問題と課題:
1 – 「アリクイにおまかせ」の紹介文から、「子どもだって片づける子は片づける。人に言われなくてもする。」から下って「一生片づけないでいられるだろうか。どんな部屋になるのだろう。」までを、一字一句変えずに書き写してください。
2 – 「アリクイにおまかせ」の紹介文によると、ママや先生が片づけのできない人だとなぜ困るのですか。1〜3文で説明してください。
3 – 「アリクイにおまかせ」の紹介文を、最後の文の続きから引き継いで書き進めてください。

アリクイにおまかせ

アリクイにおまかせ

竹下文子・文 堀川波・絵 / 小峰書店

 

アリクイの片づけサービ会社というのはおもしろい。そういえば、アリさんマークの引っ越しサービス会社があったね。

この作品を読むと、アリクイは片づけにぴったりだ。そう思える。

ボクには、アリクイには強い印象はなかった。あのとがった鼻、こっけいな体つき、それくらいしか記憶になかった。

でも、この作品を読んで、こんなサービスがあったらいいと思った。

アリクイじゃなくて、バクじゃまずいんだよな、きっと。夢も希望もなくなるだろうからね。

 

☆もしも、片づけなかったら

この作品の「目標」や「願い」はなんだろう。

ただ「自分の部屋は自分で片づけましょうね」と言いたいのなら、もっと口やかましく言ったらいい。でも、そんなのはただのしつけだね。

片づけない人は、大人にもいっぱいいる。「なんで?」とびっくりするくらい片づけない。

子どもだって片づける子は片づける。人に言われなくてもする。

しない子はしない。大人になってもしない。

ママや先生が、片づけができない人だったら、ちょっと困る。そんな人は、人にも「片づけなさい」とは注意しない。そうしたら、ひどいことになるだろうな。

 

ココちゃんは片づけが苦手だ。

それなら、ずっと片づけないでいたら、どうなるのだろうと思う。

一生片づけないでいられるだろうか。どんな部屋になるのだろう。

きみがためしにやってみたらどうだろう。「もしも?」と考えるんだ。

もしも「片づけなさい」とはぜったいに言われなくて、そのままにしていたら、どうなるのだろう。

そうやって実験をしてみたら、この作品の読み方も、また違ってくるだろう。

 

☆極端(きょくたん)だったり、正反対だったり、そんな場面に注目する

「あんまりきたなくしていると、きのこがはえてくるわよ」

おかあさんが、ココちゃんにそう言っている。

むかし、そんなマンガがあった。汚いけれどおもしろかった。キノコの名前はたしか「サルマタケ」と言っていた。作家というのは、似たようなことを考えるものだ。

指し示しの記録
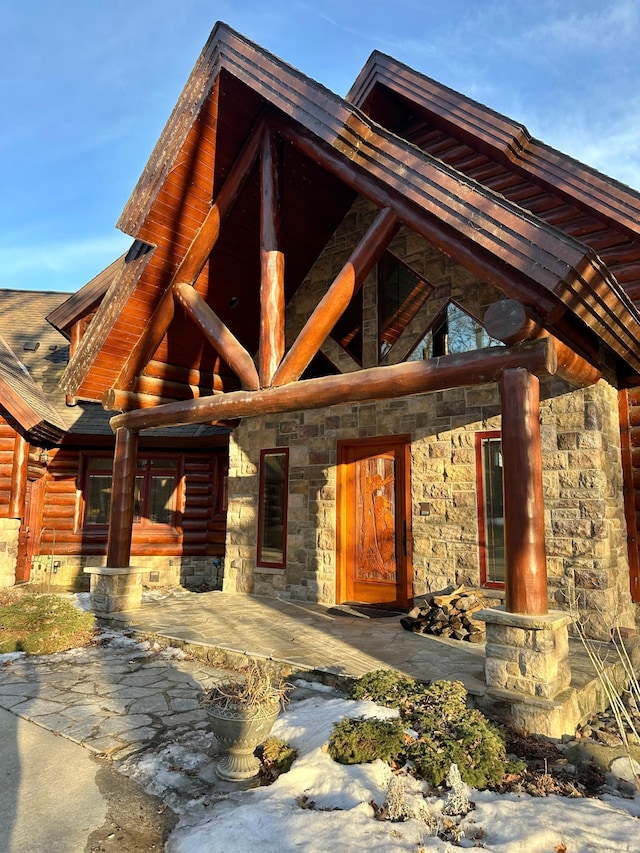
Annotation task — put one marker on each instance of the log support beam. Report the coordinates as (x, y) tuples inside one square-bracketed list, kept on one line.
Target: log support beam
[(122, 499), (218, 335), (271, 264), (376, 383), (525, 553), (513, 323), (337, 298)]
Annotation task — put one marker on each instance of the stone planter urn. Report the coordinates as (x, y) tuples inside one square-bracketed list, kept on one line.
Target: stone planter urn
[(242, 711), (240, 730)]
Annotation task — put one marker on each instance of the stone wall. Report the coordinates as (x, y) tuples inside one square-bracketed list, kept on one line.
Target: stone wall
[(157, 572), (584, 517)]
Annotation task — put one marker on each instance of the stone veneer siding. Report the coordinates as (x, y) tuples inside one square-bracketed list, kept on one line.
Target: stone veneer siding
[(157, 572), (9, 530), (584, 516)]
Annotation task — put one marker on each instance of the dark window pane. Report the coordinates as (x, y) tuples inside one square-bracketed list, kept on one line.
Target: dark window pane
[(493, 509), (98, 499), (272, 510), (401, 294), (348, 330), (161, 499)]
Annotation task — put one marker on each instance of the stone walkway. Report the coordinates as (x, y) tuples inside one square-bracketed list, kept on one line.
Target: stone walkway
[(309, 637), (112, 698)]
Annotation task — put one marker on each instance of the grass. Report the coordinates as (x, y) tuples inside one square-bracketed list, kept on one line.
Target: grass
[(42, 624)]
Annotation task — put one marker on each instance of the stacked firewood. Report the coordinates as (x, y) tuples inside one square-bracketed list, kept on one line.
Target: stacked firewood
[(449, 613)]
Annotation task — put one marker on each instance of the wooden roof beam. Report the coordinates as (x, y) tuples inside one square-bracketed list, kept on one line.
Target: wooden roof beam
[(337, 298), (218, 334), (376, 383), (484, 264), (195, 258), (512, 323)]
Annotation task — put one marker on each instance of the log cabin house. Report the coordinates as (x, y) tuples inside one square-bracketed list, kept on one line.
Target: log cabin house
[(418, 325), (56, 456)]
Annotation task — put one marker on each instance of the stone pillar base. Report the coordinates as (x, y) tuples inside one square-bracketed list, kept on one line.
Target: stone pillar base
[(526, 654), (114, 589)]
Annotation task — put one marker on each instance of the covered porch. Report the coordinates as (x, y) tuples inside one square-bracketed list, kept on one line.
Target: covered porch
[(321, 643)]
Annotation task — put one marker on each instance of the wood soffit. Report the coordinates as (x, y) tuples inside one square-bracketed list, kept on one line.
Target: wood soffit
[(233, 83)]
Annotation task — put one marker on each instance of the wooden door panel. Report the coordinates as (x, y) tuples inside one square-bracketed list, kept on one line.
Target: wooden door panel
[(373, 562)]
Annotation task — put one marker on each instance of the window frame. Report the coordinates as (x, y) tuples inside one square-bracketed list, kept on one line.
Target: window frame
[(260, 561), (483, 545), (145, 469)]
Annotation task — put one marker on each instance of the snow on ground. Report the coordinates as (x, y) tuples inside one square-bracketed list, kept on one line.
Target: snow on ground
[(321, 806)]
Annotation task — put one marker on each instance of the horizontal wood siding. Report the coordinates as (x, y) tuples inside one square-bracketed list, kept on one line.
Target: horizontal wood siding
[(7, 440), (201, 533)]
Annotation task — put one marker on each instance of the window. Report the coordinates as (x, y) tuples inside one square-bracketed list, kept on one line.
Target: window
[(453, 331), (155, 495), (490, 508), (272, 507), (401, 294)]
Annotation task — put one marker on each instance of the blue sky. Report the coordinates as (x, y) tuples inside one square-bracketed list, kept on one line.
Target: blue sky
[(86, 88)]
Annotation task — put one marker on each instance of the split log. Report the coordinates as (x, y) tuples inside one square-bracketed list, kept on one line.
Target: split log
[(448, 613)]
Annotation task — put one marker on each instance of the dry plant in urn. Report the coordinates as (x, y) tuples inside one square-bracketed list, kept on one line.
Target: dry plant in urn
[(242, 711)]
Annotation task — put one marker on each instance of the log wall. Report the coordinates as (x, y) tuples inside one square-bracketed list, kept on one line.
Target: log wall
[(201, 532)]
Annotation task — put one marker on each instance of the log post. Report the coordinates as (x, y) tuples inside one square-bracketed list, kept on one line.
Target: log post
[(375, 383), (122, 499), (271, 264), (337, 298), (194, 260), (525, 554), (18, 477), (218, 335)]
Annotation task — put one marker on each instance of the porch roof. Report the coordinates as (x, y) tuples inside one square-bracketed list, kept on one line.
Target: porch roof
[(331, 151)]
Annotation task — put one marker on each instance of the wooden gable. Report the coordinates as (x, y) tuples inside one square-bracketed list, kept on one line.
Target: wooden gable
[(254, 171)]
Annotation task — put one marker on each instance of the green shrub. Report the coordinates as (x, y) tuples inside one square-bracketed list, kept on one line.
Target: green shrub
[(277, 756), (43, 624), (387, 687), (448, 732), (363, 740)]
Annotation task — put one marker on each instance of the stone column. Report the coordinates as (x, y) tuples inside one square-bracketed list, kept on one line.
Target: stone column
[(114, 589), (526, 654)]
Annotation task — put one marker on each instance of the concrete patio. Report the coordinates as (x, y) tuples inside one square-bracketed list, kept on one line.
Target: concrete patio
[(328, 644)]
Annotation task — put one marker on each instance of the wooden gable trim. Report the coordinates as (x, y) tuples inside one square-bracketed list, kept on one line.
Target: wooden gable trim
[(84, 301), (476, 226), (194, 260), (507, 140), (121, 288)]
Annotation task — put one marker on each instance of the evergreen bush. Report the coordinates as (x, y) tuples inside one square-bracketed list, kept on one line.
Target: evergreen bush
[(447, 731), (361, 740)]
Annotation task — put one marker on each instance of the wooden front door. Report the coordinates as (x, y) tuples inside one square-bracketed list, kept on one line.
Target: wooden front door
[(28, 531), (374, 522)]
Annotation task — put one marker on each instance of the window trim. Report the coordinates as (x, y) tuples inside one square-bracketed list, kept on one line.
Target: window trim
[(143, 459), (483, 546), (263, 563)]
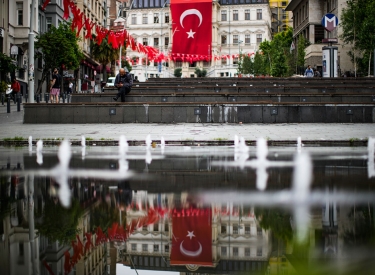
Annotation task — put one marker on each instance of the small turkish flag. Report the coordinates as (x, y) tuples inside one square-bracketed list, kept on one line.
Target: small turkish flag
[(192, 237), (191, 26)]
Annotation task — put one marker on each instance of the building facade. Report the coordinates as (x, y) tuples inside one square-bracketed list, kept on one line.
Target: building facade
[(307, 17), (237, 27), (238, 242)]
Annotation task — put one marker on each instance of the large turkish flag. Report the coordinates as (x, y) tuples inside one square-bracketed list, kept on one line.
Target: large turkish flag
[(192, 237), (191, 27)]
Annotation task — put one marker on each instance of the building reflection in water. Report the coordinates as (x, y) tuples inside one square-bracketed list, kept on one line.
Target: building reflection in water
[(245, 237)]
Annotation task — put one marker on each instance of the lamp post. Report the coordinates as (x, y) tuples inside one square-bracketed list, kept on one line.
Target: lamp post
[(161, 34), (239, 57), (31, 54)]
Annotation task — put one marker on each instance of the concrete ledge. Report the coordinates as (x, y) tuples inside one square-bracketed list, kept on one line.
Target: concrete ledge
[(192, 112)]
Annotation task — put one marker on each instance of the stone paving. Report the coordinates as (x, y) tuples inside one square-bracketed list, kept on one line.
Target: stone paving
[(12, 125)]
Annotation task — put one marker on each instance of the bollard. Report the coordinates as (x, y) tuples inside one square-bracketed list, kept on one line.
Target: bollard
[(18, 102), (8, 104)]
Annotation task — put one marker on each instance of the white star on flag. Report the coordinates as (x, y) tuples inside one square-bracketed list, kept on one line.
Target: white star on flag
[(190, 34), (190, 234)]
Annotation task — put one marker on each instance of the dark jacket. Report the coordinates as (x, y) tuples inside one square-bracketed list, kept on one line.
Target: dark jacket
[(127, 80)]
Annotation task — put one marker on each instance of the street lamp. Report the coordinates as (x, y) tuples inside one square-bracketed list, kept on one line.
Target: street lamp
[(239, 56)]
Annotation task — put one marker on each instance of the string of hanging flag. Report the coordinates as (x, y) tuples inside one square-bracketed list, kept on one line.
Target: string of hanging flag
[(123, 37)]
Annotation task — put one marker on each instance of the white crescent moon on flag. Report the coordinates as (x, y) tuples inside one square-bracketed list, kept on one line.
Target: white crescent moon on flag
[(189, 252), (190, 12)]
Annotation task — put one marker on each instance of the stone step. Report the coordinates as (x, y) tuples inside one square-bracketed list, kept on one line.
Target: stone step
[(205, 112)]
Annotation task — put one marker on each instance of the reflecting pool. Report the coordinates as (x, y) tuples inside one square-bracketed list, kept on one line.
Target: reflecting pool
[(188, 210)]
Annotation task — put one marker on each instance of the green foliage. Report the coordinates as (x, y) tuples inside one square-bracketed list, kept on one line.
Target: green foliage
[(58, 47), (279, 68), (59, 223), (358, 24), (3, 86), (277, 221), (6, 64), (260, 64), (200, 73), (177, 72), (127, 65), (104, 53)]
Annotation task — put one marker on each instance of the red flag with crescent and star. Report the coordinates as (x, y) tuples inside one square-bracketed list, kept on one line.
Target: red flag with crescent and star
[(192, 237), (191, 26)]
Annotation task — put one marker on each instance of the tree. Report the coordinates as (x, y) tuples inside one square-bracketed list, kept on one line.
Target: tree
[(104, 53), (277, 53), (279, 68), (59, 223), (58, 48), (260, 64), (177, 72), (358, 24)]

解答:
1 –
子どもだって片づける子は片づける。人に言われなくてもする。

しない子はしない。大人になってもしない。

ママや先生が、片づけができない人だったら、ちょっと困る。そんな人は、人にも「片づけなさい」とは注意しない。そうしたら、ひどいことになるだろうな。

 

ココちゃんは片づけが苦手だ。

それなら、ずっと片づけないでいたら、どうなるのだろうと思う。

一生片づけないでいられるだろうか。どんな部屋になるのだろう。

2 – そういう人は、人にも「片づけなさい」と注意しないからです。そうなると、ひどいことになるだろうと書かれています。

3 –
この物語で肝心(かんじん)なのは「片づけない」と正反対の場面を作っているところだ。片づけすぎて、なんにもなくなってしまった。つまり、大切なものまで、片づけてしまったんだ。そして、それを探しにいくことになる。

大切なものってなんだろう。

何がどう大切なのだろう。

モノには、モノそのものだけでなく、そこに思い出がくっついているんだね。しかも、その思い出は自分だけのものだ。

思い出のあるモノを並べておくということは、そこに自分だけの「思い出の記念館」があるということだ。その解説は自分にしかできない。

だから、自分で自分のモノを片づけるというのは、実はたいへんなことだったりする。これもあれも、みんな大切で、とても片づけられなくなる。

 

どうしたら、片づけられるのだろう?それは語られていない。

きみが考えていい。このクライマックスを参考にしながら、君の意見を考えることだ。

この作品は、答えを出さないで、考える余地(よち)を作ってくれている。もっと言えば、この作品は、きみに考えることを要求しているんだ。

 

☆片づけるって「なんのために?」「何をすること?」

ココちゃんが大切なものを思い出すと、それが手の中に飛び込んでくる。

この物語のクライマックスだ。

これは、なにを示していると思う?

 

モノそのものじゃなくて、モノにまつわる思い出が大切なんだ、ということじゃないだろうか。

だから、ココちゃんがみんな思い出したら、モノはみんな返ってくる。しかし、こんどはそれをどう片づけるのかは、わからない。

ここもきみのテーマになる。

 

ココちゃんは一度片づけた。そして大切なものがあることを知った。また散らかる。そして、また片づける。

そのたびに、何が大切かがわかる。そして、大切ではない何かをなくしていく。そういうことなんじゃないかな。

「片づけなさい」「ハーイ」、そんな程度の作品ではない。ママや先生に言われたから「言われたままをする」という話ではないね。

片づけってなんだろう――そこがポイントだ。なんのために、何をすることなの?それを考えるんだ。

これはパパやママに聞いていい。その答えで、パパやママがどこまで考えているかがわかるし、参考にもできる。

きみは片づけをしている?それなら、何を、いつ、どうやって。それを書くことだ。

感想文では、自分を書くんだよ。「ボクは実はココちゃんと同じで……」という書き出しになるだろうね。

 

☆片づけは「なぜ必要なの?」

本当に、ぜんぶきれいに片づけたらどうなるのか。これは以外と大きな問題だ。

ボクは地震の一ケ月後に引っ越しをした。

ぜんぶきれいに片づけようとしたら、本当にスッカラカンになって、あとで大切なものをあれこれと探すことになった。

自分で片づけているうちはまだいい。自分の判断でできる。

でもね、だれかに片づけられてごらん。人によって、大切なものは違うのだから「ええっ、なんで片づけたのよ」ということになる。

 

片づけは、自分の問題だ。自分でやったほうがいい。

ただ「片づけは大切だ」ということだけでは、たぶん読みが浅くなる。なぜ大切なのか、もっと考えないとならない。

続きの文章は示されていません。